- Stated goal
Copy the data below exactly.

Start

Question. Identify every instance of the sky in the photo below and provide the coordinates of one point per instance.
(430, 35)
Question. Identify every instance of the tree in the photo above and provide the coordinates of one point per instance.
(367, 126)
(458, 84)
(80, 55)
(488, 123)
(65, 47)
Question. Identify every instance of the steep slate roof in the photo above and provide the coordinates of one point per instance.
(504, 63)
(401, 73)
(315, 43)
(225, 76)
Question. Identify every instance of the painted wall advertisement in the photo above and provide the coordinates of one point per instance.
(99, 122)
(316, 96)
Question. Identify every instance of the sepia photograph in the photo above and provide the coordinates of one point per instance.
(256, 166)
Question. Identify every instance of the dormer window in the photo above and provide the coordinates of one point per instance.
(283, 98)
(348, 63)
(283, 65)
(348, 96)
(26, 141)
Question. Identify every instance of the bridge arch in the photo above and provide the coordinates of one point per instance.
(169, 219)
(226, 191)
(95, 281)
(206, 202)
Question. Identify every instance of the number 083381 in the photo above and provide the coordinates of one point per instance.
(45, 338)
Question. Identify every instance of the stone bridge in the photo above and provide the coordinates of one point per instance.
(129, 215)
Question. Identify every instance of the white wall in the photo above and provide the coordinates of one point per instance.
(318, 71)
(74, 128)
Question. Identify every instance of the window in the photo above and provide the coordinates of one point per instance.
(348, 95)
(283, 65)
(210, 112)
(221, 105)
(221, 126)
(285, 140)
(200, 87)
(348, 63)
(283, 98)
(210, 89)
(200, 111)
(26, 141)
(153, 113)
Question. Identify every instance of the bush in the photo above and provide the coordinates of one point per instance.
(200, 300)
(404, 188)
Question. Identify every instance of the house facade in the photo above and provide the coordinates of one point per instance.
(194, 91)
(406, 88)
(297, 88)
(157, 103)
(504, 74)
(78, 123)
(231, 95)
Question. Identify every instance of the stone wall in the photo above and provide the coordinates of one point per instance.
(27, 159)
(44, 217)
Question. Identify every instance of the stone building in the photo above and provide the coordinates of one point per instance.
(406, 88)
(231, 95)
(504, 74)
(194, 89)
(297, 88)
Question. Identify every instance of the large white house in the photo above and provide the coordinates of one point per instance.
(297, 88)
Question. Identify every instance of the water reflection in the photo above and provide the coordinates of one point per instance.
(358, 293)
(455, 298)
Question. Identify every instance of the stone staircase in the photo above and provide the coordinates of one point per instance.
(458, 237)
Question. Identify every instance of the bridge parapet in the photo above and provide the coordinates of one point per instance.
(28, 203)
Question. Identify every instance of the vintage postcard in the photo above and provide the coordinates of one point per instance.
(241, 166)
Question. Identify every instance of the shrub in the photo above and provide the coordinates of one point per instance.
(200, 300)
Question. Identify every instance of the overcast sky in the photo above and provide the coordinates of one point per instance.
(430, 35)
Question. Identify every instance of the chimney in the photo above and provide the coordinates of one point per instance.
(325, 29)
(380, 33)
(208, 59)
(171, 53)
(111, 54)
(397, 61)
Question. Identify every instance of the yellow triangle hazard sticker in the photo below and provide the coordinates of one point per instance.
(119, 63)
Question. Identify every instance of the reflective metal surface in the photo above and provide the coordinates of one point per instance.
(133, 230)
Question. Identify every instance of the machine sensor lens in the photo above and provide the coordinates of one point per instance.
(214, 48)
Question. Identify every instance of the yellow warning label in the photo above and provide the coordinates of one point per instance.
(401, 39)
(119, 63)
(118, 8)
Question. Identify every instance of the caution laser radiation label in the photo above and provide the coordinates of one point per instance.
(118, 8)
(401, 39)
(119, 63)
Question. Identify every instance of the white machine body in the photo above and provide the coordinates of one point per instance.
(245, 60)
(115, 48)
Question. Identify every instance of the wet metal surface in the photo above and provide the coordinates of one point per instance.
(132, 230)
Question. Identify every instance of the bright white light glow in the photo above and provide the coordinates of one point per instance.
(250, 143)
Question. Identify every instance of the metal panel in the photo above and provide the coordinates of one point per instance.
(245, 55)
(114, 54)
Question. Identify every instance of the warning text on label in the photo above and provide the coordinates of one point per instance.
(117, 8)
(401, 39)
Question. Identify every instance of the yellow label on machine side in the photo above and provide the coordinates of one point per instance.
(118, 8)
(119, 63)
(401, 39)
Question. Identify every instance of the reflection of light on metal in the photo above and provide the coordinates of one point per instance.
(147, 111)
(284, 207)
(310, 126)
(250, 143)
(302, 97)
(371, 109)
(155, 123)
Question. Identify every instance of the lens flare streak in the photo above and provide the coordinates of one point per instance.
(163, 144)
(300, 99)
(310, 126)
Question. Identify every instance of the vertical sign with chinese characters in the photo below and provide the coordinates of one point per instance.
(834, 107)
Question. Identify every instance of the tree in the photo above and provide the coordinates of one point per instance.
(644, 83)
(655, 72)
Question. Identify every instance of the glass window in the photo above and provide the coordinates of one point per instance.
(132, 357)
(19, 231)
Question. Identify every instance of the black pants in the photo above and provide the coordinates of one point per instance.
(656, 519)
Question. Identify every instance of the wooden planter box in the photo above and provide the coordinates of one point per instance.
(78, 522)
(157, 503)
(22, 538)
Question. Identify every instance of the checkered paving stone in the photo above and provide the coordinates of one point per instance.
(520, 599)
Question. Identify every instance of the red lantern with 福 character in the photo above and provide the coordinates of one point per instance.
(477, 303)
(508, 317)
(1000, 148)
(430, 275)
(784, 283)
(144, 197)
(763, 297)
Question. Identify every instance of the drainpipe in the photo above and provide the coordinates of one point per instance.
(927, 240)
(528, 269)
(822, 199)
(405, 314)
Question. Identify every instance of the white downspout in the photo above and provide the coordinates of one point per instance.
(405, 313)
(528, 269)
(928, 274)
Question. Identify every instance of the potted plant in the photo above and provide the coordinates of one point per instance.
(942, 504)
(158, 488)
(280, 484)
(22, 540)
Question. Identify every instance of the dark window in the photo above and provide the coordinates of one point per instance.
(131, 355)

End

- Result for this exercise
Question. Identify every instance of the sky in the photo below and provide the coordinates of one point per instance.
(430, 35)
Question. Identify every instance of the tree in the photo above and provide the coordinates of one point per instance.
(367, 126)
(458, 84)
(80, 55)
(488, 123)
(65, 47)
Question. Identify every instance of the steep slate roof in the photo above and provide the coordinates of one point per instance.
(504, 63)
(401, 73)
(315, 43)
(225, 76)
Question. Identify every instance of the painted wall advertisement in the photo above and provide the coordinates of one point per instance.
(99, 122)
(316, 96)
Question. Identify every instance of the sepia photograph in the photo above and provide the coordinates of one point per instance.
(256, 166)
Question. Identify every instance of the dormer window in the photo above and provide the coordinates of one point per instance.
(283, 98)
(348, 63)
(283, 65)
(348, 96)
(26, 141)
Question. Identify every instance of the bridge arch in the photo above and provide the coordinates of one point per instance.
(169, 219)
(226, 191)
(95, 281)
(206, 202)
Question. Identify every instance of the number 083381 in the photo above and provide the coordinates of one point per instance.
(45, 338)
Question. Identify every instance of the stone bridge in the photo above and provide the coordinates of one point per instance.
(129, 215)
Question. Identify every instance of the white wall in the photo above and provide the coordinates of one point per instance.
(318, 71)
(74, 128)
Question. Identify every instance of the window in the photo above and provide the coordinates of one point per instance.
(348, 95)
(283, 65)
(210, 112)
(221, 105)
(221, 126)
(285, 140)
(200, 87)
(348, 63)
(283, 98)
(210, 89)
(200, 111)
(26, 141)
(153, 113)
Question. Identify every instance of the bush in the photo above and provide the coordinates of one point per instance.
(200, 300)
(404, 188)
Question. Identify every instance of the house facade in the photo above and provide the coordinates of one point per instance.
(194, 91)
(406, 88)
(297, 88)
(157, 103)
(504, 74)
(78, 123)
(231, 95)
Question. Identify every instance of the stone wall in the photo above and provide the coordinates of one point per instance.
(27, 159)
(44, 217)
Question. Identify every instance of the stone building in the photo above and provide the coordinates of one point per instance.
(406, 88)
(231, 95)
(504, 74)
(194, 89)
(297, 88)
Question. Identify every instance of the large white house in the photo above and provide the coordinates of one point per instance.
(297, 88)
Question. Identify every instance of the water reflection in the photo above and provide the coordinates of one point per instance.
(358, 293)
(455, 298)
Question. Identify every instance of the stone staircase in the photo above and provide the coordinates of one point per instance.
(458, 237)
Question. Identify every instance of the bridge parapet in the photo above and provide the coordinates of one point per instance.
(28, 203)
Question. Identify every instance of the vintage postcard in the photo above and provide the coordinates of one point per instance.
(241, 166)
Question. Identify every instance of the shrub in the photo above and provide the coordinates of one point per instance.
(200, 300)
Question. Identify every instance of the overcast sky in the photo above and provide the coordinates of one point per instance.
(430, 35)
Question. Identify every instance of the chimney in the photo above and provide the coordinates of one point per instance.
(325, 29)
(380, 33)
(208, 59)
(171, 53)
(111, 54)
(397, 61)
Question. Identify every instance of the yellow triangle hazard sticker in the photo below and provide the coordinates of one point per instance.
(119, 63)
Question. Identify every instance of the reflective metal surface in the photo above and provide the coordinates of one point per instance.
(133, 230)
Question. Identify every instance of the machine sensor lens in the photo above and provide the coordinates of one point per instance.
(214, 48)
Question. Identify every instance of the yellow warning label in the photo above and provide the coordinates of one point per instance.
(401, 39)
(119, 63)
(118, 8)
Question. Identify every instance of the caution laser radiation label in the photo above and provide the coordinates of one point per instance.
(118, 8)
(401, 39)
(119, 63)
Question. Identify every instance of the white machine body in the photo above and provide the coordinates of one point per instance.
(245, 60)
(115, 48)
Question. Identify every instance of the wet metal surface in the photo above and provide the coordinates of one point per instance.
(132, 230)
Question. Identify every instance of the bright white light glow in the photo above and provide the coordinates of one point per instance.
(250, 143)
Question. Identify every instance of the metal panel in the photo above and provide the coordinates of one point per instance.
(245, 55)
(114, 54)
Question. Identify every instance of the warning text on label in the photo above and provide the coordinates of one point per instance.
(117, 8)
(401, 39)
Question. Identify every instance of the yellow label on machine side in the photo above and provide the coordinates of one point per instance.
(118, 8)
(119, 63)
(401, 39)
Question. Identify every instance of the reflection of light on metal in the photo above and provide the coordinates of one point per instance.
(147, 111)
(284, 207)
(310, 126)
(250, 143)
(302, 97)
(371, 109)
(155, 123)
Question. Identify every instance of the lens flare streak in the photo above and provide the coordinates of one point per instance.
(163, 144)
(300, 99)
(310, 126)
Question. Identify every instance of the vertical sign with chinese characters in the photo below and provide the coordinates of one point per instance.
(834, 107)
Question. Identify every instance of the tree in the photo above and provide the coordinates of one point per instance.
(644, 83)
(655, 72)
Question. Identify every instance of the glass window in the photo above and provide the coordinates of one point per instance.
(132, 357)
(19, 231)
Question. Identify every instance of the black pants in the photo above and provide the coordinates of one point per instance.
(656, 519)
Question. Identify every instance of the wooden planter box in the photo above and provide the coordinates of one point per instance.
(78, 522)
(157, 503)
(22, 538)
Question. Identify every instance of the checkered paving stone in the photo above and provide the coordinates of one point per instance.
(520, 599)
Question. Identify every instance of the red lantern with 福 character in the photo above and provide the coordinates of one point per instance.
(477, 303)
(508, 317)
(1000, 148)
(430, 275)
(784, 283)
(144, 197)
(763, 297)
Question. Identify every instance of the drainpipe in the photo above and provide the coordinates of one point per instance.
(927, 240)
(528, 269)
(822, 199)
(405, 314)
Question. Identify every instance of the white downspout in the photo above and provide the coordinates of one point per instance.
(405, 313)
(528, 269)
(928, 274)
Question. Identify every instance of the potted plant in the photo above and provide the coordinates of one point per instance.
(942, 504)
(158, 488)
(280, 484)
(22, 540)
Question. Identify every instance of the dark window in the photo above and provide the coordinates of one point per instance.
(131, 355)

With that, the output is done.